:: Exercise brief ::
Count the lines below that contain the word "region". Give only the number.

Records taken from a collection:
>> start
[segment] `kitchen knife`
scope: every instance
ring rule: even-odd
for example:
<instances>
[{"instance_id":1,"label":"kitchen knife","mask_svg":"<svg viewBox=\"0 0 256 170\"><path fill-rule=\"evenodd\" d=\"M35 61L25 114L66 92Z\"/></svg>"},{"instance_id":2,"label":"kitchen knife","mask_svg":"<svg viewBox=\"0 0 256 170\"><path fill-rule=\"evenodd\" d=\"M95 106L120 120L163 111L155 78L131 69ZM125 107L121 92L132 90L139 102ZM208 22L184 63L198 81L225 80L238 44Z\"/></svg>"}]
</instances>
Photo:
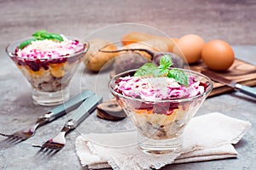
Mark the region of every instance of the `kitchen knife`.
<instances>
[{"instance_id":1,"label":"kitchen knife","mask_svg":"<svg viewBox=\"0 0 256 170\"><path fill-rule=\"evenodd\" d=\"M201 72L202 74L206 75L207 76L208 76L209 78L211 78L212 80L214 80L216 82L221 82L227 86L230 86L230 87L235 88L235 90L236 90L236 91L241 92L245 94L247 94L249 96L256 98L256 89L255 88L239 84L232 80L224 77L221 75L217 75L215 72L213 72L212 71L203 70Z\"/></svg>"}]
</instances>

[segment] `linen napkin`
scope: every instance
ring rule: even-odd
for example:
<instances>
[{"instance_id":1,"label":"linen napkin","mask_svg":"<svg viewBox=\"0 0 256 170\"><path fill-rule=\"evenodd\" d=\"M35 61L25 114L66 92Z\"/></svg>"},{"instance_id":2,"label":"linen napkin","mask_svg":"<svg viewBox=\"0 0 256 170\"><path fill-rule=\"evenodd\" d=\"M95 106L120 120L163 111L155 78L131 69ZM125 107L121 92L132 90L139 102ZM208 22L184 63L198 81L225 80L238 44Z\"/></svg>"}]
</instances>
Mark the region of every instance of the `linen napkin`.
<instances>
[{"instance_id":1,"label":"linen napkin","mask_svg":"<svg viewBox=\"0 0 256 170\"><path fill-rule=\"evenodd\" d=\"M137 132L82 134L76 139L77 155L90 169L156 169L166 164L236 157L232 144L251 123L214 112L194 117L184 129L181 151L161 156L143 153Z\"/></svg>"}]
</instances>

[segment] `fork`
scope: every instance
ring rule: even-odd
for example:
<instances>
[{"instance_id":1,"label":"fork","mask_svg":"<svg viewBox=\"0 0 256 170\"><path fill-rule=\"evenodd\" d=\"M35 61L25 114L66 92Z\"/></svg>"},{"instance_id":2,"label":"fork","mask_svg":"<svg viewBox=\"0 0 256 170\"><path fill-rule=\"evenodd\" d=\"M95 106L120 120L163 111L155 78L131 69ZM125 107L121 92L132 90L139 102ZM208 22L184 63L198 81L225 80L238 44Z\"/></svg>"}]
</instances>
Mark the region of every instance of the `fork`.
<instances>
[{"instance_id":1,"label":"fork","mask_svg":"<svg viewBox=\"0 0 256 170\"><path fill-rule=\"evenodd\" d=\"M45 142L42 146L35 145L34 147L41 148L40 150L59 151L66 144L65 136L70 131L75 129L85 118L87 118L96 108L97 105L102 101L102 97L91 95L82 105L71 114L69 120L65 123L60 133L53 139Z\"/></svg>"},{"instance_id":2,"label":"fork","mask_svg":"<svg viewBox=\"0 0 256 170\"><path fill-rule=\"evenodd\" d=\"M35 122L30 128L25 130L17 131L12 134L5 134L0 133L0 135L8 137L5 139L8 142L11 143L20 143L24 141L32 136L33 136L36 133L36 129L42 125L44 125L48 122L50 122L56 118L66 115L67 112L73 110L74 109L78 108L83 101L84 101L87 98L92 95L94 93L92 91L84 91L81 94L76 95L73 99L69 99L68 101L64 102L62 105L52 109L46 114L39 116Z\"/></svg>"}]
</instances>

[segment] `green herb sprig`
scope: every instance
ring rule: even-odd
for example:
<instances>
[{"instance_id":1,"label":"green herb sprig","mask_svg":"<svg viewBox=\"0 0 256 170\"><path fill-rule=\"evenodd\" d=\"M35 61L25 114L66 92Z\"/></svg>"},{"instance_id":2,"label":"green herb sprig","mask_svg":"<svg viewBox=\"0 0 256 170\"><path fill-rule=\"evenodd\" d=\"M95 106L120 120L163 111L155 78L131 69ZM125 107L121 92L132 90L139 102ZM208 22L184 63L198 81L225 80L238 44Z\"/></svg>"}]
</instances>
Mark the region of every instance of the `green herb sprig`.
<instances>
[{"instance_id":1,"label":"green herb sprig","mask_svg":"<svg viewBox=\"0 0 256 170\"><path fill-rule=\"evenodd\" d=\"M168 54L165 54L160 58L159 66L156 66L154 63L146 63L135 72L134 76L167 76L175 79L181 84L188 86L188 76L182 70L176 68L169 69L172 65L172 57Z\"/></svg>"},{"instance_id":2,"label":"green herb sprig","mask_svg":"<svg viewBox=\"0 0 256 170\"><path fill-rule=\"evenodd\" d=\"M48 32L45 30L41 30L41 31L36 31L35 33L33 33L32 35L32 38L22 42L19 45L19 48L22 49L26 46L31 44L32 42L37 41L37 40L49 39L49 40L53 40L53 41L57 41L57 42L64 41L62 37L60 34Z\"/></svg>"}]
</instances>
>> end
:: Solution for this problem ::
4